▶ [Document excerpt]:
━━━━━━━━━━━━━━━━━━━━
AFTER achieving international fame for playing the drug kingpin Pablo Escobar in the web series Narcos, Wagner Moura debuted as a director with the movie Marighella that premiered at the Berlin International Film Festival earlier this year. The film was screened at the 50th International Film Festival of India (IFFI), Goa, on Tuesday.
Speaking during a masterclass, whose timing overlapped with the screening of Marighella, Moura said, even though he received “many invitations”, he was not interested “in having the Hollywood sort of career”. Instead, he chose to direct and co-write this movie, which is based on the life of politician and guerilla fighter Carlos Marighella.
The film has sparked a controversy in Brazil. “Marighella is a political film and it is currently being censored in Brazil. My goal is to produce and make movies about Latin people. I want to make movies that don’t really force a stereotype. I have those political and ambitious agendas in that sense. I just produced and acted in a film for Netflix about this Brazilian called Sérgio Vieira de Mello, who was a diplomat and supposed to be the secretary general of the UN, and was killed in Iraq in 2003. It will release soon on the streaming platform,” said Moura, who has also acted in Olivier Assayas-directed Wasp Network, that is also being screened at the ongoing IFFI.
━━━━━━━━━━━━━━━━━━━━
▶ [Extracted information]:
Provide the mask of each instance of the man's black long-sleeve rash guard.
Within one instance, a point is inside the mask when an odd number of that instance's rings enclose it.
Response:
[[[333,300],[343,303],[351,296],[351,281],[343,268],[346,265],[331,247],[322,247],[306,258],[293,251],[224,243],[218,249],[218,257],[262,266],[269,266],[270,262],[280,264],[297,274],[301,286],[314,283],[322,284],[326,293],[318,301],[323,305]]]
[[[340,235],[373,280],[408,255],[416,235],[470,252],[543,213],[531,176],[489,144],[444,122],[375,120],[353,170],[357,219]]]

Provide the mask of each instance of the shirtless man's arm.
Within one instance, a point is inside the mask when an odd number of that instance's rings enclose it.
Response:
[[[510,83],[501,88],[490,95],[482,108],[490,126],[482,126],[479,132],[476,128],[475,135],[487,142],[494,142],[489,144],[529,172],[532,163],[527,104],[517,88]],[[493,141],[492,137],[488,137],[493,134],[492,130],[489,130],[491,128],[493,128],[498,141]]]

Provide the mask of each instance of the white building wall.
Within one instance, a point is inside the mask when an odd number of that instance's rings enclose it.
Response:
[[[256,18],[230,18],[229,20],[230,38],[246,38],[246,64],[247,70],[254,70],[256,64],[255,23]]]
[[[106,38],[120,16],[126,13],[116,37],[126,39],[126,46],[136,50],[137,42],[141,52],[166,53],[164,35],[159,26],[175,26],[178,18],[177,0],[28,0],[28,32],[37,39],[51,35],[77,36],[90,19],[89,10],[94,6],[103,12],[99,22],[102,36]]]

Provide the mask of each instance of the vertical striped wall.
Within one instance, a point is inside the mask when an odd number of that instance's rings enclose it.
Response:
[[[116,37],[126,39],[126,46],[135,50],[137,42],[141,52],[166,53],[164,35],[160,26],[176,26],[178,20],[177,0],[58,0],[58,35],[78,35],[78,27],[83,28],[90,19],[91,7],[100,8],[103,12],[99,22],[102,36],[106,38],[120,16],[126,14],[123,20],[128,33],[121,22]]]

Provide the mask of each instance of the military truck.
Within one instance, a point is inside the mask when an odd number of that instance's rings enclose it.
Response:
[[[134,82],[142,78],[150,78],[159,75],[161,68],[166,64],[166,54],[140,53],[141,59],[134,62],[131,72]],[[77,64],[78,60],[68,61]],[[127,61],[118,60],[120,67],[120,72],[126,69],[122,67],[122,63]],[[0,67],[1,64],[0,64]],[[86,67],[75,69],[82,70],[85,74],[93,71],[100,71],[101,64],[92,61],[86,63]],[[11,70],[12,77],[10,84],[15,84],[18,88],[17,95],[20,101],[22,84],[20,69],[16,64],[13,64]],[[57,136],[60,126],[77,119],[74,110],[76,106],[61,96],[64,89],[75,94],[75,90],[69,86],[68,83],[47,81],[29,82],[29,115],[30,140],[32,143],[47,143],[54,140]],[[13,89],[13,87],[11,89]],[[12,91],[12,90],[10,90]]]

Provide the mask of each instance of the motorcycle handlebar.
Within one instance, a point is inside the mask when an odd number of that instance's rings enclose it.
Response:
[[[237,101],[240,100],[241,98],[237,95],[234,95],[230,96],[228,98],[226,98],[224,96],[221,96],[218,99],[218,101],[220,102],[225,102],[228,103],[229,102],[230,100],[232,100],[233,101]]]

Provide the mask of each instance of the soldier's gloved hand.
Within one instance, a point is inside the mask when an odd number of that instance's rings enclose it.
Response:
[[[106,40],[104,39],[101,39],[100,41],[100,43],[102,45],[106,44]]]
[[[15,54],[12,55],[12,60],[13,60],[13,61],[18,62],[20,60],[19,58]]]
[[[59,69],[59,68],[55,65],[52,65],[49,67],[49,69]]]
━━━━━━━━━━━━━━━━━━━━
▶ [Your assignment]: Reproduce the article above about Wagner Moura's film Marighella word for word, keeping every sentence and punctuation mark unchanged.

▶ [Response to this exercise]:
AFTER achieving international fame for playing the drug kingpin Pablo Escobar in the web series Narcos, Wagner Moura debuted as a director with the movie Marighella that premiered at the Berlin International Film Festival earlier this year. The film was screened at the 50th International Film Festival of India (IFFI), Goa, on Tuesday.
Speaking during a masterclass, whose timing overlapped with the screening of Marighella, Moura said, even though he received “many invitations”, he was not interested “in having the Hollywood sort of career”. Instead, he chose to direct and co-write this movie, which is based on the life of politician and guerilla fighter Carlos Marighella.
The film has sparked a controversy in Brazil. “Marighella is a political film and it is currently being censored in Brazil. My goal is to produce and make movies about Latin people. I want to make movies that don’t really force a stereotype. I have those political and ambitious agendas in that sense. I just produced and acted in a film for Netflix about this Brazilian called Sérgio Vieira de Mello, who was a diplomat and supposed to be the secretary general of the UN, and was killed in Iraq in 2003. It will release soon on the streaming platform,” said Moura, who has also acted in Olivier Assayas-directed Wasp Network, that is also being screened at the ongoing IFFI.